Exercise details —
Return, word for word, the stretch of the listing below from the line containing "tie in the photo above." through the listing's final line, with both of those lines included.

Dataset excerpts —
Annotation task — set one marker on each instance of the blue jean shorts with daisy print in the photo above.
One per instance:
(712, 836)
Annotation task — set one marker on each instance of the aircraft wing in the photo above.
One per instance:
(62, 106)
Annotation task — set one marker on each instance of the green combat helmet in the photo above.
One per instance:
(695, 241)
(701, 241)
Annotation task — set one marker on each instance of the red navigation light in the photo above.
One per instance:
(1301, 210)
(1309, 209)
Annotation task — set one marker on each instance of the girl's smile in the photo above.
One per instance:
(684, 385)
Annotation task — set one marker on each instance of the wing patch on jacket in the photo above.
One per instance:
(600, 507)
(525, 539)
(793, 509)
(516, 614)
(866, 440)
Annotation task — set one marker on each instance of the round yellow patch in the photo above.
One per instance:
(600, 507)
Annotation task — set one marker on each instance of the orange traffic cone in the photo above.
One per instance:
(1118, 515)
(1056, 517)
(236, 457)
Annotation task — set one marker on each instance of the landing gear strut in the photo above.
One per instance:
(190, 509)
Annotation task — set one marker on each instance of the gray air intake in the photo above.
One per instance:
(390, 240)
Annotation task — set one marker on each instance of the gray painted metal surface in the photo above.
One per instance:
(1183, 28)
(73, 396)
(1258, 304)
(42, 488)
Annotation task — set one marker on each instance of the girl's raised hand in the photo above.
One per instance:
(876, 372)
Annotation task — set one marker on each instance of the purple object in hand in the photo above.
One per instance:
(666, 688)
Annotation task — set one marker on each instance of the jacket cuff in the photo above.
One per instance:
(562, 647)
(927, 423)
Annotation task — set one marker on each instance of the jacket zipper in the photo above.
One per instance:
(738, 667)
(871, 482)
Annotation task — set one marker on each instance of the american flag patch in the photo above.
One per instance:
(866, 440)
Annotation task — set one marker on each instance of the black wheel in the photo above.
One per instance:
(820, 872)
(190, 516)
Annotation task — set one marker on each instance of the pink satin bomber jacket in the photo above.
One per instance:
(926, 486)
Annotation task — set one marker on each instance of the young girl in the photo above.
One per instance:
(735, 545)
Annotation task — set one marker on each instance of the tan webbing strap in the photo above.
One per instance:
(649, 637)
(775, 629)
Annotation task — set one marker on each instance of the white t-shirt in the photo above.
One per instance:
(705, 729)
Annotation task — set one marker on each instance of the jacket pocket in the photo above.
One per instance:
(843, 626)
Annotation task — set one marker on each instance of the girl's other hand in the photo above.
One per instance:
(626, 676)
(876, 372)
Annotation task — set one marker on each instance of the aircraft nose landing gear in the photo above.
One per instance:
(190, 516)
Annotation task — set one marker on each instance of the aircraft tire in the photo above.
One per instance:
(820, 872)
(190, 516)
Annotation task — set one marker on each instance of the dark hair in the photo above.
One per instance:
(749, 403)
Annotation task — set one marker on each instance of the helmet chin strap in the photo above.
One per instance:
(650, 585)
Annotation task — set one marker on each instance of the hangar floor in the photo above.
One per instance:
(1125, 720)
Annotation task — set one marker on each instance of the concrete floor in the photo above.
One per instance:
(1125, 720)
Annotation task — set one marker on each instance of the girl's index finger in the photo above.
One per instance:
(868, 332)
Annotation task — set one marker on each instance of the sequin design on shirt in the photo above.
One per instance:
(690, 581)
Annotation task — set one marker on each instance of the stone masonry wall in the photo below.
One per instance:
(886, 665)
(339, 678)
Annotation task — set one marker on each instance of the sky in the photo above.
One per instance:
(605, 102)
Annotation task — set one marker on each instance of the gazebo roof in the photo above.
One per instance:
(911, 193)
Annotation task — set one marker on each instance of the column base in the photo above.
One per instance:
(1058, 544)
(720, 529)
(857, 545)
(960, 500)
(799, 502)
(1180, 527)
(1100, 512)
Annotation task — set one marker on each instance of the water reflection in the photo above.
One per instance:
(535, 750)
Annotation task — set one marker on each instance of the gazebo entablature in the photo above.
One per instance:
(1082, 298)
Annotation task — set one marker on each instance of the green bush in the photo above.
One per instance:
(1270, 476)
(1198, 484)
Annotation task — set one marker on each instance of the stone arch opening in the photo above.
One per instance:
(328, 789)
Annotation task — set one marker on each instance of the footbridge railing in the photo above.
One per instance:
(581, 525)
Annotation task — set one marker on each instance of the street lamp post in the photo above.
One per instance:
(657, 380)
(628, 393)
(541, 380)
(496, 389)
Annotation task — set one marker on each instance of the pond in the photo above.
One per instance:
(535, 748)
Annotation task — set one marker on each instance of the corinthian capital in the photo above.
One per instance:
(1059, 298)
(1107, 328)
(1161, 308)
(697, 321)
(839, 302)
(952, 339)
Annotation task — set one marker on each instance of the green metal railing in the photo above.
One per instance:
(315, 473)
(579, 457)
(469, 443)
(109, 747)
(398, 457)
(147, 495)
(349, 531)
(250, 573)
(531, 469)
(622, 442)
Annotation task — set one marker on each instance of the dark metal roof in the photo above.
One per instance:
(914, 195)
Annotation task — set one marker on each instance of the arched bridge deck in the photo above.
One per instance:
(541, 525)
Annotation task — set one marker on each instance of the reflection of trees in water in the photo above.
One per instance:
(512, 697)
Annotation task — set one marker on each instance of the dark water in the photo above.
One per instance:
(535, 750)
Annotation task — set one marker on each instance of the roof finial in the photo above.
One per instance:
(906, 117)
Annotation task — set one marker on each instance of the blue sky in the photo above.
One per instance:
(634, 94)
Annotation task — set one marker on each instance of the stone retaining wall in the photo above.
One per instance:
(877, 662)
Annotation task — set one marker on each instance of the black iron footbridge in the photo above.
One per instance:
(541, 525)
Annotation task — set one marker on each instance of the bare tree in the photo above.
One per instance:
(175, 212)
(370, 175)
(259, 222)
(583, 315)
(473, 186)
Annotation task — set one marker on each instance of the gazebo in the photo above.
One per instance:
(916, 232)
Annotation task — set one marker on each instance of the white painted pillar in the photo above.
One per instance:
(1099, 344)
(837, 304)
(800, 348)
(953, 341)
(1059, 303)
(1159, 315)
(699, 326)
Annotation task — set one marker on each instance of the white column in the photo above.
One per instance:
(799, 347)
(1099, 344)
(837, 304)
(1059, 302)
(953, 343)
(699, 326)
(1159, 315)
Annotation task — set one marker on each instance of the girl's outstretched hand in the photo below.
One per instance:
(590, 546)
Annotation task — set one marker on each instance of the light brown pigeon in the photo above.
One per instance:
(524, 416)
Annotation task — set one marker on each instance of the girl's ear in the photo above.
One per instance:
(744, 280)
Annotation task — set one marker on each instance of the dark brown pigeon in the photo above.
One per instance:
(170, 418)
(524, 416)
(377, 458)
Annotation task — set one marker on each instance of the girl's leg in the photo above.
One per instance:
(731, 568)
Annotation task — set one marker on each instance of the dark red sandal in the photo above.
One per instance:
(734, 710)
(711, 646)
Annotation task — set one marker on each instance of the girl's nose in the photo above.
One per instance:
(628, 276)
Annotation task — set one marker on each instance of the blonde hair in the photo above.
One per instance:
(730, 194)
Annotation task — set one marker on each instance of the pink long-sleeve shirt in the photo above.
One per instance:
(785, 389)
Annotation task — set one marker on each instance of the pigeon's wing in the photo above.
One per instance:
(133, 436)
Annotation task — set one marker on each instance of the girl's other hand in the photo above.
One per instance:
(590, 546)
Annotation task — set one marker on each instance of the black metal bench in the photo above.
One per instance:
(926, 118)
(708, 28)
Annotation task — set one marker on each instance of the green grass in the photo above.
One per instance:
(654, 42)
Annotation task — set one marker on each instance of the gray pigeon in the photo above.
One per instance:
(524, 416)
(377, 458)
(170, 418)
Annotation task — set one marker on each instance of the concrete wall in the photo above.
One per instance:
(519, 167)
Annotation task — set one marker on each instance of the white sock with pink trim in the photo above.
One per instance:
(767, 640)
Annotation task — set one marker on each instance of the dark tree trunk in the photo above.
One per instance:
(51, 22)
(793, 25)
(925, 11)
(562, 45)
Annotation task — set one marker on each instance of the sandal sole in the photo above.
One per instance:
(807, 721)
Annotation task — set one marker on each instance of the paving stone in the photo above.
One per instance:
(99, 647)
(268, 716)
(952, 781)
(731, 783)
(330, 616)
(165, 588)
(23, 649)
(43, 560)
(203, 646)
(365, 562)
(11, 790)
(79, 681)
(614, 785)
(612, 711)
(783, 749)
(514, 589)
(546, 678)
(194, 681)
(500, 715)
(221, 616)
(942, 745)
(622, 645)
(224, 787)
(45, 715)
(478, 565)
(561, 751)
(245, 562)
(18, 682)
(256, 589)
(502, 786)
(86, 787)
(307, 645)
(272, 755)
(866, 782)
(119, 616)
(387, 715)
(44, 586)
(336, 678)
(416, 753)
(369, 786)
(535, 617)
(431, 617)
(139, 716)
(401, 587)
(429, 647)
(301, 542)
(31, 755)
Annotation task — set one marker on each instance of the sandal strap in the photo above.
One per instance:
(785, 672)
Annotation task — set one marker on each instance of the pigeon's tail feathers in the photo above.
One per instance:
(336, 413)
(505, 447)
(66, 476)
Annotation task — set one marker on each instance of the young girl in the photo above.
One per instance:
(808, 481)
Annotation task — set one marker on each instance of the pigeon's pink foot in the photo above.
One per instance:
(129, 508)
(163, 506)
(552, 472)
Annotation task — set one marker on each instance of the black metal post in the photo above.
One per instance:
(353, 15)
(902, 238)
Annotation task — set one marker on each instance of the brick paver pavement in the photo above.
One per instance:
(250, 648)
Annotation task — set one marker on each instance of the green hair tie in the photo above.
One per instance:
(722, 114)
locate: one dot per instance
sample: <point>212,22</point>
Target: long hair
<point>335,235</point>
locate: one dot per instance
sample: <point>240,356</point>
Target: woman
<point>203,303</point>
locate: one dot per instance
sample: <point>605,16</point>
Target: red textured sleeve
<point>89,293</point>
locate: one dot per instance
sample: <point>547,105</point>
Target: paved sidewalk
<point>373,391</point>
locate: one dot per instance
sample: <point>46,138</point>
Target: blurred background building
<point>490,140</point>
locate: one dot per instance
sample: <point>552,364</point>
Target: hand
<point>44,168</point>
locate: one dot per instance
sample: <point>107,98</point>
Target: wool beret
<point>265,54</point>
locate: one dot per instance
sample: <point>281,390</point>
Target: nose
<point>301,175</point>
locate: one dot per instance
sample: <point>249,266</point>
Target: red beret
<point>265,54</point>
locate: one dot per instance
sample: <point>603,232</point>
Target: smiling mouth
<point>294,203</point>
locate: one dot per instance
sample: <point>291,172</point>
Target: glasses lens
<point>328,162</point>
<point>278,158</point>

Expected output —
Annotation task — set one marker on each instance of the green hair tie in the photo above.
One per instance:
(722, 114)
locate: one dot per instance
sample: <point>212,22</point>
Target: long hair
<point>335,235</point>
locate: one dot per instance
sample: <point>240,356</point>
Target: woman
<point>203,303</point>
locate: one dot per instance
sample: <point>605,16</point>
Target: red textured sleeve
<point>89,293</point>
locate: one dot per instance
sample: <point>547,105</point>
Target: paved sidewalk
<point>373,391</point>
locate: one dot per instance
sample: <point>46,138</point>
Target: blurred background building
<point>490,140</point>
locate: one dot per instance
sample: <point>552,364</point>
Target: hand
<point>44,168</point>
locate: one dot per instance
sample: <point>107,98</point>
Target: wool beret
<point>265,54</point>
locate: one dot per instance
sample: <point>281,390</point>
Target: nose
<point>301,175</point>
locate: one dot per instance
sample: <point>249,266</point>
Target: red beret
<point>265,54</point>
locate: one dot per instance
sample: <point>603,232</point>
Target: smiling mouth
<point>294,203</point>
locate: one dot per instance
sample: <point>291,172</point>
Target: glasses lens
<point>328,162</point>
<point>278,158</point>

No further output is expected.